### THE PROBLEM
Without altering anything, repeat each of the records.

(Pointing dataset records)
((

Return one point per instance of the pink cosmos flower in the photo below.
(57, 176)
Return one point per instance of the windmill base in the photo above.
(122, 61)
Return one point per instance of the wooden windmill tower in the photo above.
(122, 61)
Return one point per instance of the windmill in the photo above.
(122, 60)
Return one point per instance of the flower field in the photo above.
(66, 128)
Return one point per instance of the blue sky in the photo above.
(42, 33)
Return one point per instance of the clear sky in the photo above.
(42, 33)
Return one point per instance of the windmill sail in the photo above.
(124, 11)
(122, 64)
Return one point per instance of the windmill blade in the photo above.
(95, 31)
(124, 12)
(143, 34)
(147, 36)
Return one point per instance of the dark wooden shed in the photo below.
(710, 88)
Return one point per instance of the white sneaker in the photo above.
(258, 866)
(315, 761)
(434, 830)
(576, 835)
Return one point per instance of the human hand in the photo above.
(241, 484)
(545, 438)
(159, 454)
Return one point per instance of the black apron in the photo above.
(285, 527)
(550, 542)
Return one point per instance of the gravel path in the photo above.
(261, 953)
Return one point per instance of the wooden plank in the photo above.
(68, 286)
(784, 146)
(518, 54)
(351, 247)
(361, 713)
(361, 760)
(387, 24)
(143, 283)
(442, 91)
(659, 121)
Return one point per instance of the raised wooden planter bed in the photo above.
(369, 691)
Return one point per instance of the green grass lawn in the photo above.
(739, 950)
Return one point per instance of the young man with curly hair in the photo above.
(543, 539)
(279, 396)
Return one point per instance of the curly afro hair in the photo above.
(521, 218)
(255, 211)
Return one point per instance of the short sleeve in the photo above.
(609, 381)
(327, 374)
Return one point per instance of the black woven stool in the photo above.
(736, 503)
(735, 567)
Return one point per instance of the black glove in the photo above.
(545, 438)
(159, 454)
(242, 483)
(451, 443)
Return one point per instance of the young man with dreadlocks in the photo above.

))

### EXERCISE ANSWER
Return one point per instance of the pink cosmos flower in the photo below.
(57, 176)
Return one point per instance of the windmill base in the photo above.
(122, 61)
Return one point per instance of the wooden windmill tower in the photo above.
(122, 61)
Return one point per instance of the windmill in the photo above.
(122, 60)
Return one point per instance of the flower field in the photo above.
(66, 128)
Return one point per instance of the blue sky in the photo above.
(42, 33)
Return one point per instance of the clear sky in the photo above.
(42, 33)
Return one point per instance of the windmill sail in the photo above.
(124, 11)
(122, 64)
Return one point per instance of the windmill blade in the photo above.
(95, 31)
(124, 12)
(143, 34)
(147, 36)
Return one point per instance of the dark wooden shed in the photo below.
(710, 88)
Return one point per instance of the white sneaker in the photo above.
(258, 866)
(315, 761)
(434, 830)
(576, 835)
Return one point per instance of the human hand in the photo above.
(241, 484)
(545, 438)
(159, 454)
Return one point per instance of the black apron in the photo above.
(285, 527)
(550, 542)
Return one point per instance of the gravel path in the photo above.
(261, 953)
Return one point per instance of the wooden plank in the photo above.
(68, 286)
(784, 146)
(518, 54)
(351, 247)
(361, 713)
(361, 760)
(387, 24)
(143, 283)
(442, 91)
(659, 121)
Return one point per instance of the raised wooden planter bed in the photo above.
(369, 691)
Return one point per instance of the green grass lawn in the photo above.
(739, 950)
Return one point per instance of the young man with curly hair in the photo above.
(543, 539)
(279, 396)
Return one point per instance of the curly afro hair in the photo above.
(521, 218)
(255, 211)
Return one point per instance of the short sleeve in the photo above.
(609, 381)
(327, 374)
Return one point per instance of the black woven stool in the photo above.
(736, 503)
(735, 567)
Return one point per instance of the black glove in the photo above.
(545, 438)
(159, 454)
(242, 483)
(451, 443)
Return one point per instance of the young man with dreadlocks in the photo above.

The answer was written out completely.